[Geëxtraheerde gegevens]
--
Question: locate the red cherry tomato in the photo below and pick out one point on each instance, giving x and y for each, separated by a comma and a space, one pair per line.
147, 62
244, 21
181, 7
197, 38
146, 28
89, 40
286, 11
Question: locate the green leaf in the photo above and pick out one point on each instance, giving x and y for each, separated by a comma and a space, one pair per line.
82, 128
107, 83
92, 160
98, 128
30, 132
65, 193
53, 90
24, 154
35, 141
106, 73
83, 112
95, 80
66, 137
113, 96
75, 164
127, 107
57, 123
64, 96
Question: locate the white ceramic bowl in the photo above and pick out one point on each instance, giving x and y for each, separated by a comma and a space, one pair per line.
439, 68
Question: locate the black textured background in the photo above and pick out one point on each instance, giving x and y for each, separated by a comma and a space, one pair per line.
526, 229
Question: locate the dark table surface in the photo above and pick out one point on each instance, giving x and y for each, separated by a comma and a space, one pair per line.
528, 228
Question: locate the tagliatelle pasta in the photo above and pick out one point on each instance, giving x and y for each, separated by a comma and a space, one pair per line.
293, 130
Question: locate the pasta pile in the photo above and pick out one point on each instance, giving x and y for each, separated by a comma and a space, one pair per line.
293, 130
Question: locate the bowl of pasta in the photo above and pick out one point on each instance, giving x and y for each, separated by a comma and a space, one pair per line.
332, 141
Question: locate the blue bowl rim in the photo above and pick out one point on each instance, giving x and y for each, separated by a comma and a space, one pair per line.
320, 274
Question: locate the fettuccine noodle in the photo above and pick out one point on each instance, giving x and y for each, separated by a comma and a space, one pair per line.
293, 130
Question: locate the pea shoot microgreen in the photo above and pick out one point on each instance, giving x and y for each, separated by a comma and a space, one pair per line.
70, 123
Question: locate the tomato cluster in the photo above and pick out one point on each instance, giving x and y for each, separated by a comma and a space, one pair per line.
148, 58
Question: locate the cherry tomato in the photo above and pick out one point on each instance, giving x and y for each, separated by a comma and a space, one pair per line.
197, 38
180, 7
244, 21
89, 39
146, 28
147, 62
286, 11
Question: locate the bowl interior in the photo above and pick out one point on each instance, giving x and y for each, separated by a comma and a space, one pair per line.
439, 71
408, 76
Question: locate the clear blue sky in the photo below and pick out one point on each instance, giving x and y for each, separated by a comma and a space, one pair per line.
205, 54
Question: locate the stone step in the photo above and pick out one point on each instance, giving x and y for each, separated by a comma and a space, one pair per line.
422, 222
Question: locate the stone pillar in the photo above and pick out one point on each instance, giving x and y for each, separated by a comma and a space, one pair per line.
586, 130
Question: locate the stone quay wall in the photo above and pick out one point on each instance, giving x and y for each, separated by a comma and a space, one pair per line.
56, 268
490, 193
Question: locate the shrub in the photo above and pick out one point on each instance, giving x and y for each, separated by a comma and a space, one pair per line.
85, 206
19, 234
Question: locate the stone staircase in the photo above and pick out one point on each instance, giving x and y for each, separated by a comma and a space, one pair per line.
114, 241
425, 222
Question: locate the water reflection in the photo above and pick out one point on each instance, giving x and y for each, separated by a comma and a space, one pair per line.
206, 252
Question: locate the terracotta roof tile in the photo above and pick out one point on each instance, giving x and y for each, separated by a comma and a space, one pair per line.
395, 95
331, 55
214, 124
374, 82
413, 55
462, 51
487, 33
--
▶ **OPDRACHT BIJ OEFENING**: Schrijf alle gegevens hierboven regel voor regel ongewijzigd over.

▶ **RESULTAAT OEFENING**:
Question: locate the red cherry tomato in the photo below and pick out one point on each instance, giving x and y for each, separated by a comma and a space, one pair per line.
147, 62
244, 21
181, 7
197, 38
146, 28
89, 40
286, 11
Question: locate the green leaf in the photo above and pick out one point on each instance, giving x and y for each, separated by a comma and a space, one pair per line.
82, 128
107, 83
92, 160
98, 128
30, 132
65, 193
53, 90
24, 154
35, 141
106, 73
83, 112
95, 80
66, 137
113, 96
75, 164
127, 107
57, 123
64, 96
Question: locate the white ceramic bowl in the photo above and pick out one point on each instance, giving x and y for each, separated by a comma and a space, one pair per line.
439, 68
Question: locate the black textured background in the photo above and pick out one point on each instance, giving x and y for each, separated by a comma and a space, one pair per line.
526, 229
Question: locate the dark table surface in the photo above and pick out one point on each instance, giving x and y for each, separated by a comma and a space, one pair per line.
528, 228
Question: locate the tagliatelle pasta in the photo above and pick out one point on each instance, giving x and y for each, separated by a comma and a space, one pair per line.
293, 130
Question: locate the pasta pile in the photo above and pick out one point on each instance, giving x and y for each, separated by a comma and a space, one pair per line.
293, 130
Question: locate the bowl of pasta in the photo above and pick out one point on each instance, giving x and y for each, separated by a comma and a space, one pair per line.
332, 141
Question: locate the blue bowl rim in the photo above and pick out one point on each instance, giving x and y for each, separated by a comma and a space, one pair per line.
320, 274
Question: locate the fettuccine noodle in the photo above and pick out one point on each instance, giving x and y for each, separated by a comma and a space, one pair per line.
293, 130
Question: locate the pea shoot microgreen in the photo above and pick out one point on each instance, giving x and y for each, separated by a comma and a space, one pair per line.
70, 123
Question: locate the tomato cluster in the photo above and pick out one point on each instance, giving x and y for each, separated by a comma and a space, one pair per line.
148, 58
Question: locate the cherry tomato in the photo above and pick out one point on each instance, giving x and y for each, separated by a comma and a space, one pair per line.
197, 38
180, 7
244, 21
89, 39
146, 28
147, 62
286, 11
Question: locate the bowl interior in the photo above and pick out one point on each instance, giving x and y for each, separated by a comma and a space, one pair per line.
439, 71
408, 76
Question: locate the clear blue sky in the photo below and pick out one point on each instance, giving x and y for each, separated by a comma and a space, one pair per line.
205, 54
Question: locate the stone step in the photo above and pick out one point on each instance, giving x and y for each, separated by a comma and a space, one pair per line.
422, 222
Question: locate the stone pillar in the photo above and pick out one point on each instance, giving x and y for each, separated by a comma and a space, one pair per line.
586, 130
Question: locate the stone quay wall in the photo above and pick out one point on each instance, giving x and y for each, separated by a comma and a space, one pair per line.
56, 268
490, 193
Question: locate the shrub in the photo above and pick out one point on each instance, giving x and y for each, separated by a comma and a space, one pair per line.
85, 206
19, 234
Question: locate the stone staircase in the photo above and pick out one point on each instance, giving x and y for each, separated by a comma and a space, one pair per line.
114, 241
425, 222
Question: locate the water reflection in the photo above and pick out one point on each instance, giving x and y for each, separated by a comma and a space, one pair per line.
206, 252
Question: locate the terracotta roof tile in the photo above and pick out one point on each instance, giving x and y for each, separated by a comma and a space, one pair per line.
395, 95
331, 55
214, 124
374, 82
413, 55
462, 51
487, 33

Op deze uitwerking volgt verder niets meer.